* YOUR INSTRUCTIONS
Rewrite every line of the records below as a JSON array of strings, one string per line, and leave out any blank lines.

* DATA FOR THIS TASK
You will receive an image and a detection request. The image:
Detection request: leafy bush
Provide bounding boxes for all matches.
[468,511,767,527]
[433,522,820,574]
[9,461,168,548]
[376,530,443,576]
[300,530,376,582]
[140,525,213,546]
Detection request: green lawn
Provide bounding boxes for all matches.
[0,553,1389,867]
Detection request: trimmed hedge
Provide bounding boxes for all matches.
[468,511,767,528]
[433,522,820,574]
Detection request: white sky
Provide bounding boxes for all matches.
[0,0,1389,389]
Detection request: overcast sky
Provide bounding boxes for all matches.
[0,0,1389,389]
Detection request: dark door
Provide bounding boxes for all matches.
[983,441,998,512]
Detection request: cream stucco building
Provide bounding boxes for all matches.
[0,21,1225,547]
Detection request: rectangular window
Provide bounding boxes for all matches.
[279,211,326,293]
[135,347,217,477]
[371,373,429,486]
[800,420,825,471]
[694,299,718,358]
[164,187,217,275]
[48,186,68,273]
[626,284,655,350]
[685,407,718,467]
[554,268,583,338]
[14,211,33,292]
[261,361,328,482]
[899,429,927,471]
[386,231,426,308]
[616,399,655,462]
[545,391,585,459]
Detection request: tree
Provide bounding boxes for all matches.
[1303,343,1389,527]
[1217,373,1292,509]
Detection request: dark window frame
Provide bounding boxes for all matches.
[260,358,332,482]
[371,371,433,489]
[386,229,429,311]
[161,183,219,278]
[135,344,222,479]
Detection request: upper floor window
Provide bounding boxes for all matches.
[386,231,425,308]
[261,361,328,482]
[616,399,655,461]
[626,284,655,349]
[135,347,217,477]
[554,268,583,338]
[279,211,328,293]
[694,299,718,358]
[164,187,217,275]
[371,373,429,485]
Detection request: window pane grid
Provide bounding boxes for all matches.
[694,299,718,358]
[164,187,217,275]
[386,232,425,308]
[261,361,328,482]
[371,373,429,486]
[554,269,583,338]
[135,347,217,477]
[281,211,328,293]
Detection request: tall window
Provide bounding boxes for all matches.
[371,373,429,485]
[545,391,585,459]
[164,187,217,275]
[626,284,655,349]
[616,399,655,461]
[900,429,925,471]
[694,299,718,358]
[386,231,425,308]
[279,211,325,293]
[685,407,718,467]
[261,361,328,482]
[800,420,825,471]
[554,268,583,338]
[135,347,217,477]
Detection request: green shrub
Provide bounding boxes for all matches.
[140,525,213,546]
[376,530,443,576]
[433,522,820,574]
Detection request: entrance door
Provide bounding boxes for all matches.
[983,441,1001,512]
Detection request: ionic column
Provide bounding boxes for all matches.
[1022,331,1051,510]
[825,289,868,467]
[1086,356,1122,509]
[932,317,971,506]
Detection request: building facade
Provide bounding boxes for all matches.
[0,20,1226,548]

* TASK OUTPUT
[
  "You will receive an image and a detection request. The image:",
  "Detection request: leafy bush",
  "Provide bounding boxes for all matches.",
  "[468,511,767,527]",
  "[433,522,820,574]",
  "[9,461,168,548]",
  "[376,530,443,576]",
  "[300,530,376,582]",
  "[140,525,213,546]",
  "Detection request: green lawn",
  "Provide bounding boxes for all matches.",
  "[0,553,1389,867]",
  "Detection request: trimmed hedge",
  "Provide bounding boxes for all matches.",
  "[468,511,767,528]",
  "[433,522,820,574]",
  "Detection request: white sky",
  "Provide bounding boxes for all matches.",
  "[0,0,1389,389]",
  "Detection request: overcast sky",
  "Provide bounding boxes for all matches.",
  "[0,0,1389,389]",
  "Detection request: dark door",
  "Provide bounding boxes for all matches.",
  "[983,441,998,512]",
  "Detection request: cream stucco building",
  "Provide bounding boxes for all matches.",
  "[0,21,1225,547]",
  "Detection request: rectangular window",
  "Provide bounding boxes for all matches.",
  "[279,211,326,293]",
  "[135,347,217,477]",
  "[371,373,429,486]",
  "[800,420,825,471]",
  "[694,299,718,358]",
  "[164,187,217,275]",
  "[48,186,68,273]",
  "[626,284,655,350]",
  "[685,407,718,467]",
  "[554,268,583,338]",
  "[14,211,33,292]",
  "[261,361,328,482]",
  "[899,429,927,471]",
  "[386,231,426,308]",
  "[616,399,655,462]",
  "[545,391,585,459]",
  "Detection request: tree",
  "Provide bounding boxes for all matches.",
  "[1303,343,1389,527]",
  "[1217,373,1292,509]",
  "Detection request: dark window frame",
  "Provide bounding boxes for all matches.",
  "[260,358,332,482]",
  "[371,371,433,489]",
  "[386,229,429,311]",
  "[161,183,219,278]",
  "[135,344,222,479]",
  "Detection request: upper floor window",
  "Provide bounding boxes for all matches.",
  "[386,231,425,308]",
  "[261,361,328,482]",
  "[616,399,655,461]",
  "[626,284,655,349]",
  "[135,347,217,477]",
  "[554,268,583,338]",
  "[279,211,328,293]",
  "[694,299,718,358]",
  "[164,187,217,275]",
  "[371,373,429,485]",
  "Detection request: window pane grid",
  "Provide bounding boxes for all matches.",
  "[694,299,718,358]",
  "[164,187,217,275]",
  "[386,232,425,308]",
  "[261,361,328,482]",
  "[371,373,429,486]",
  "[554,269,583,338]",
  "[135,347,217,477]",
  "[281,211,328,293]",
  "Detection request: tall window",
  "Provide bounding boxes for all matches.",
  "[371,373,429,485]",
  "[545,391,585,459]",
  "[164,187,217,275]",
  "[626,284,655,349]",
  "[616,399,655,461]",
  "[900,429,925,471]",
  "[694,299,718,358]",
  "[386,231,425,308]",
  "[279,211,325,293]",
  "[685,407,718,467]",
  "[261,361,328,482]",
  "[800,420,825,471]",
  "[554,268,583,338]",
  "[135,347,217,477]",
  "Detection request: green shrub",
  "Provide bounding boxes for all matches.",
  "[140,525,213,546]",
  "[376,530,443,576]",
  "[433,522,820,574]",
  "Detection request: entrance door",
  "Provide bounding boxes for all matches.",
  "[983,441,1001,512]",
  "Detection request: ionic column",
  "Provide bounding boxes for all matches.",
  "[1022,331,1051,510]",
  "[825,289,868,467]",
  "[1086,356,1122,509]",
  "[932,317,971,506]",
  "Detection request: building facade",
  "Provide bounding boxes for all matches.",
  "[0,20,1226,548]"
]